Putusan Mahkamah yang telah penulis paparkan pada bab III merupakan pembentukan hukum baru yaitu dengan dikembalikannya hak-hak mantan narapidanan. Norma hukum baru ini terbentuk dari norma hukum yang bertentangan dengan UUD 1945 menjadi norma hukum yang tidak lagi bertentangan dengan UUD 1945. Walaupun Mahkamah berwenang membentuk aturan-aturan hukum baru dengan putusannya, akan tetapi tidak berwenang membentuk aturan-aturan hukum baru. Ini seharusnya dijadikan dasar bagi pembentuk undang-undang untuk tidak menutup kesempatan bagi mantan narapidana untuk mencalonkan diri menjadi pejabat publik.
Dari uraian di atas terlihat bahwa putusan MK No. 4/PUU-VII/2009 berimplikasi pada posisi yuridis pasal 12 huruf g dan pasal 50 (1) huruf UU No. 10/2008 dan pasal 58 huruf f UU No.12/2008, yakni pasal-pasal a quo bertentangan dengan UUD 1945 secara bersyarat karenanya tidak mempunyai kekuatan hukum yang mengikat sepanjang tidak memenuhi syarat-syarat tertentu. Jadi pasal tersebut tidak dapat diberlakukan lagi tanpa memenuhi syarat-syarat tertentu.
Implikasi yang lain pasca putusan MK No. 4/PUU-VII/2009, yakni pada aspek politik, di mana MK membuka kesempatan bagi mantan narapidana untuk dapat menduduki jabatan publik yang dipilih (elected officials).
Menurut Mahkamah Konstitusi, norma hukum juga tidak bisa dilepaskan dari moralitas yang mendasarinya yakni keadilan. Mahkamah Konstitusi mempertimbangkan pemohonan dengan melihat ke belakang mengenai putusan MK sebelumnya terkait dengan norma hukum persyaratan a quo dibandingkan dengan amnesti terhadap mereka yang terlibat perjuangan rakyat semesta (PRRI – Permesta), Gerakan Aceh Merdeka, dan keterlibatan langsung ataupun tidak langsung dengan G 30 S/PKI untuk menjadi calon DPR, DPD dan DPRD dalam putusan MK NO. 11 – 17 PUU – 1/2003 tanggal 24 februari 2004.

→ Data Tersimpan

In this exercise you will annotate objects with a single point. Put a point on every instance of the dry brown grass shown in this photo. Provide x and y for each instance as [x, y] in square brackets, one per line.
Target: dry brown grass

→ Soal Tertulis
Menurut potongan dokumen tentang putusan Mahkamah Konstitusi, tanggal berapa yang tercantum pada putusan MK No. 11 – 17 PUU – 1/2003? Baris-baris data ini tidak ada hubungannya dengan potongan dokumen.

→ Jawaban Soal
Putusan itu bertanggal 24 Februari 2004.